(Images for object localization)
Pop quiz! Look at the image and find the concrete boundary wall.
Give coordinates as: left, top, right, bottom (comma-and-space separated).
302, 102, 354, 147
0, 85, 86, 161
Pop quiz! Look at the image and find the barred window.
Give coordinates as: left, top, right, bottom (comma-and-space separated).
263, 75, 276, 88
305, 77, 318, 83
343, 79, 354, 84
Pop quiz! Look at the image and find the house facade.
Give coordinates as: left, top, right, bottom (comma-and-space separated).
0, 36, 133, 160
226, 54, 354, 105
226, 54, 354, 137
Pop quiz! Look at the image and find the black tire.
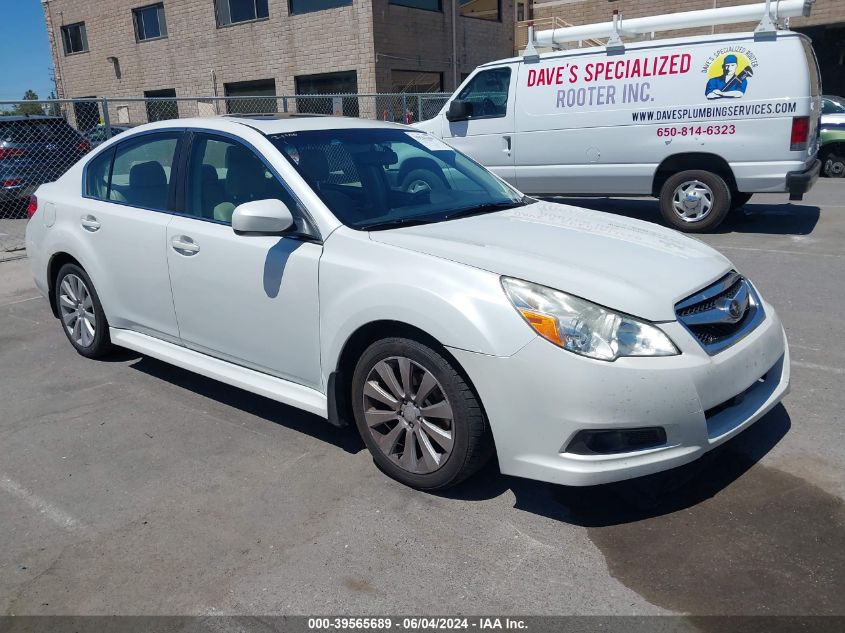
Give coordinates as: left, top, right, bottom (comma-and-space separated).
823, 154, 845, 178
351, 337, 493, 490
400, 169, 445, 195
54, 263, 113, 358
658, 170, 731, 232
730, 191, 753, 212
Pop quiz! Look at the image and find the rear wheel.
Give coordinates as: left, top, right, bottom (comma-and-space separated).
351, 337, 492, 490
55, 263, 112, 358
659, 170, 731, 232
823, 153, 845, 178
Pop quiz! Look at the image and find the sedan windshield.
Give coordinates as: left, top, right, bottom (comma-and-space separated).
268, 128, 527, 230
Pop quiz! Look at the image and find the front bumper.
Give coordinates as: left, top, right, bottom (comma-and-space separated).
449, 303, 789, 486
786, 159, 821, 200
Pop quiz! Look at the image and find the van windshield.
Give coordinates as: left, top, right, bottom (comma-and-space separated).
269, 128, 527, 230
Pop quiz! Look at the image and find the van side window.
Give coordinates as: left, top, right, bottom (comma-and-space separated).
457, 68, 511, 119
109, 133, 180, 210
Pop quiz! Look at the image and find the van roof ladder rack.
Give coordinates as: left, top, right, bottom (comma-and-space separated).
523, 0, 815, 59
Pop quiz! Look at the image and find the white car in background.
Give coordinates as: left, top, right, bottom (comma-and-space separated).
25, 115, 789, 490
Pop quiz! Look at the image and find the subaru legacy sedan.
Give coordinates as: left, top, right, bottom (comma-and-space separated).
25, 115, 789, 490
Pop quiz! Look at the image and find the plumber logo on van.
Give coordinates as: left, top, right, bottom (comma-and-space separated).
702, 48, 758, 100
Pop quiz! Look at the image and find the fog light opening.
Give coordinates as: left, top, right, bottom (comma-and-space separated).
565, 427, 667, 455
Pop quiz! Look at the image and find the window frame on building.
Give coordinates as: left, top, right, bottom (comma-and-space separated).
144, 89, 180, 122
61, 22, 89, 56
388, 0, 442, 13
289, 0, 352, 15
133, 3, 168, 42
294, 71, 359, 117
459, 0, 501, 22
391, 70, 444, 94
214, 0, 269, 28
223, 79, 277, 114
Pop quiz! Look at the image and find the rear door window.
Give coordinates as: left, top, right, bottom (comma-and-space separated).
109, 133, 181, 210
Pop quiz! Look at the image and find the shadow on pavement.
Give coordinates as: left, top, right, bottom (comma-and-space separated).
128, 355, 365, 455
443, 403, 792, 526
547, 196, 821, 236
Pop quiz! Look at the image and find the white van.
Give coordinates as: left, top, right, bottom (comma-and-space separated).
416, 29, 822, 231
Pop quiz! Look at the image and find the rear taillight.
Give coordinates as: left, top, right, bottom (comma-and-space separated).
790, 116, 810, 151
75, 139, 91, 153
0, 147, 26, 160
26, 195, 38, 219
2, 178, 22, 188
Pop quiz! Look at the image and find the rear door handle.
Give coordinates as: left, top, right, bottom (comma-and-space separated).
80, 215, 100, 232
502, 135, 512, 154
171, 235, 200, 255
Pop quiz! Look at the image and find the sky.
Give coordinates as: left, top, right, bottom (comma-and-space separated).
0, 1, 55, 102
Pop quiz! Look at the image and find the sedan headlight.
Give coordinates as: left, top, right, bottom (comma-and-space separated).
501, 277, 679, 361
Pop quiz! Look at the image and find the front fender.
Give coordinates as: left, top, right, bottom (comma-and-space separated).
319, 228, 535, 382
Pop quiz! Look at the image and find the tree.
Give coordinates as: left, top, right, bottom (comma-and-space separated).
13, 90, 43, 116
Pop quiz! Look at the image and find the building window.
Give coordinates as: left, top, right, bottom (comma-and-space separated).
389, 0, 441, 11
215, 0, 269, 26
460, 0, 500, 21
144, 89, 179, 122
516, 1, 525, 21
295, 71, 358, 117
61, 22, 88, 55
224, 79, 276, 114
290, 0, 352, 14
391, 70, 443, 93
133, 3, 168, 41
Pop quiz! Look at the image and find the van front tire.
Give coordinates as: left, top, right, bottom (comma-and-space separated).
659, 170, 731, 232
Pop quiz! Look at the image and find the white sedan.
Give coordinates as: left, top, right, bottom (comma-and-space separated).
25, 115, 789, 490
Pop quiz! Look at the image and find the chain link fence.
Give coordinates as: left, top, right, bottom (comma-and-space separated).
0, 92, 449, 259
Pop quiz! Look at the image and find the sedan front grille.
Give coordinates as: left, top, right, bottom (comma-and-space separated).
675, 271, 765, 355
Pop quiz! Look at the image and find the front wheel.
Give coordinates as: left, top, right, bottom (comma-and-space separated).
351, 337, 492, 490
658, 170, 731, 232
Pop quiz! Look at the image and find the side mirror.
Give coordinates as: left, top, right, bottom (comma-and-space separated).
231, 199, 295, 235
446, 100, 472, 122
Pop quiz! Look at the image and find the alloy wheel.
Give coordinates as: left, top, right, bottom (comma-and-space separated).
671, 180, 714, 222
362, 356, 454, 474
59, 273, 97, 348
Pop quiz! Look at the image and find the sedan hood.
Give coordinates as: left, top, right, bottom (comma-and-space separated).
369, 201, 732, 321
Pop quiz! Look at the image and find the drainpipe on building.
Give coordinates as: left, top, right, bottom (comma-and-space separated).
451, 0, 458, 89
41, 0, 66, 101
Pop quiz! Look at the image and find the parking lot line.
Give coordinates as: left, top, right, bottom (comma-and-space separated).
792, 361, 845, 376
716, 245, 845, 259
0, 476, 86, 533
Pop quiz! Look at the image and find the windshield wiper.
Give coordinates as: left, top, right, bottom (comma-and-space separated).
442, 198, 529, 221
360, 217, 439, 231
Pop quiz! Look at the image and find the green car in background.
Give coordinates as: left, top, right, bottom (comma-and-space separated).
820, 96, 845, 178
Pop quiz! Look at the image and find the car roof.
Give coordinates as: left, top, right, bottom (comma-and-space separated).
129, 114, 414, 136
0, 115, 66, 123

• Requirement: Apart from the images, please copy every line of the data exactly as written.

• Exercise response:
Pop quiz! Look at the image and find the concrete boundary wall.
Give coordinates as: left, top, right, bottom (comma-and-space separated).
302, 102, 354, 147
0, 85, 86, 161
Pop quiz! Look at the image and find the barred window.
Give coordinates as: left, top, right, bottom (comma-and-space separated).
263, 75, 276, 88
305, 77, 318, 83
343, 79, 354, 84
Pop quiz! Look at the image and find the house facade.
Give coordinates as: left, top, right, bottom (comma-and-space separated).
0, 36, 133, 160
226, 54, 354, 105
226, 54, 354, 137
Pop quiz! Look at the image and find the black tire.
Give coordinates as: left, top, right, bottom (comma-and-space separated).
823, 154, 845, 178
351, 337, 493, 490
400, 169, 445, 195
54, 263, 113, 358
658, 170, 731, 232
730, 191, 753, 212
Pop quiz! Look at the image and find the rear wheel.
Give coordinates as: left, top, right, bottom (comma-and-space separated).
351, 337, 492, 490
55, 263, 112, 358
659, 170, 731, 232
823, 153, 845, 178
Pop quiz! Look at the image and find the sedan windshield.
Give coordinates as: left, top, right, bottom (comma-and-space separated).
268, 128, 527, 230
Pop quiz! Look at the image and find the front bumper.
Give coordinates as: left, top, right, bottom (comma-and-space separated).
449, 303, 789, 486
786, 159, 821, 200
Pop quiz! Look at the image and find the van windshield.
Give coordinates as: left, top, right, bottom (comma-and-space separated).
269, 128, 527, 230
Pop quiz! Look at the image and find the van side window.
Give coordinates as: left, top, right, bottom (comma-and-space separated).
457, 68, 511, 119
109, 133, 180, 210
Pop quiz! Look at the image and find the van roof ladder rack.
Give coordinates as: left, top, right, bottom (comma-and-space separated).
523, 0, 815, 59
Pop quiz! Look at the image and find the white car in background.
Give coordinates as: left, top, right, bottom (comma-and-space separated).
25, 115, 789, 490
Pop quiz! Look at the image and find the subaru legacy sedan.
Give coordinates as: left, top, right, bottom (comma-and-space separated).
25, 115, 789, 490
Pop quiz! Look at the image and find the plumber logo on van.
Give coordinates as: left, top, right, bottom (comma-and-space separated).
702, 48, 758, 100
Pop quiz! Look at the image and find the fog light opening.
Give coordinates as: left, top, right, bottom (comma-and-space separated).
565, 427, 667, 455
Pop quiz! Look at the image and find the window frame on building.
Give coordinates as: left, top, right, bottom (comma-and-space separated).
144, 89, 180, 122
61, 22, 89, 56
388, 0, 442, 13
289, 0, 352, 15
133, 3, 168, 42
294, 71, 359, 117
459, 0, 501, 22
391, 70, 444, 94
214, 0, 269, 28
223, 79, 277, 114
Pop quiz! Look at the image and find the rear door window.
Give coordinates as: left, top, right, bottom (comma-and-space separated).
109, 133, 181, 210
Pop quiz! Look at the image and find the shadow on pavement.
Give coordinates as: left, top, right, bottom (comma-and-space separated).
128, 355, 365, 455
443, 403, 792, 526
547, 196, 821, 236
Pop quiz! Look at the image and find the white van.
Give coordinates as: left, top, right, bottom (comma-and-space separated).
416, 29, 822, 231
Pop quiz! Look at the image and find the rear taillight.
Give coordinates as: left, top, right, bottom (comma-and-space separated).
790, 116, 810, 151
75, 139, 91, 153
0, 147, 26, 160
26, 195, 38, 219
2, 178, 22, 188
Pop quiz! Look at the image and find the rear door handle.
Give coordinates as: left, top, right, bottom (comma-and-space separated).
80, 215, 100, 232
502, 135, 512, 154
171, 235, 200, 255
Pop quiz! Look at the image and find the sky.
Give coordinates as: left, top, right, bottom (comma-and-space separated).
0, 1, 55, 102
Pop quiz! Look at the image and find the sedan headlight.
Give coordinates as: left, top, right, bottom (comma-and-space separated).
501, 277, 679, 361
Pop quiz! Look at the image and find the front fender.
Give coordinates as: left, top, right, bottom (comma-and-space separated).
319, 228, 535, 382
Pop quiz! Look at the image and find the tree.
Give coordinates as: left, top, right, bottom (comma-and-space separated).
13, 90, 43, 116
Pop quiz! Look at the image and find the building window.
Give coordinates as: left, top, right, bottom (comma-and-space separated).
389, 0, 441, 11
215, 0, 269, 26
460, 0, 500, 21
144, 89, 179, 122
516, 1, 525, 21
295, 71, 358, 117
61, 22, 88, 55
224, 79, 276, 114
290, 0, 352, 14
391, 70, 443, 93
133, 3, 168, 41
Pop quiz! Look at the image and find the van front tire.
Give coordinates as: left, top, right, bottom (comma-and-space separated).
659, 170, 731, 232
Pop quiz! Look at the image and find the white sedan.
Give coordinates as: left, top, right, bottom (comma-and-space separated).
25, 115, 789, 490
Pop quiz! Look at the image and find the chain link fence.
Give coordinates as: left, top, right, bottom (comma-and-space separated).
0, 92, 449, 259
Pop quiz! Look at the image and find the sedan front grille.
Give coordinates as: left, top, right, bottom (comma-and-space separated).
675, 271, 765, 355
Pop quiz! Look at the image and find the front wheel.
Give coordinates as: left, top, right, bottom (comma-and-space separated).
351, 337, 492, 490
658, 170, 731, 232
Pop quiz! Look at the image and find the side mirror.
Give coordinates as: left, top, right, bottom (comma-and-space separated).
231, 199, 295, 235
446, 100, 472, 122
Pop quiz! Look at the image and find the alloy wheel.
Give coordinates as: left, top, right, bottom (comma-and-space separated).
671, 180, 714, 222
362, 356, 454, 474
59, 273, 97, 348
Pop quiz! Look at the image and find the sedan hood.
Give coordinates as: left, top, right, bottom (comma-and-space separated).
369, 201, 732, 321
Pop quiz! Look at the image and find the drainpipe on building.
Give coordinates as: left, top, right, bottom (comma-and-space separated).
451, 0, 458, 89
41, 0, 66, 101
Pop quiz! Look at the image and find the parking lot line.
Give coordinates as: left, top, right, bottom (comma-and-space separated).
792, 361, 845, 376
716, 245, 845, 259
0, 476, 86, 533
Pop quiz! Look at the image and find the windshield wiper.
Give coordinates as: left, top, right, bottom (comma-and-space separated).
442, 198, 529, 221
360, 217, 439, 231
Pop quiz! Look at the image and find the green car in background.
Give coordinates as: left, top, right, bottom (comma-and-space separated).
820, 96, 845, 178
Pop quiz! Look at the image and find the car roof.
Give coordinates as: left, top, right, bottom (comma-and-space separated).
129, 114, 414, 136
0, 115, 66, 123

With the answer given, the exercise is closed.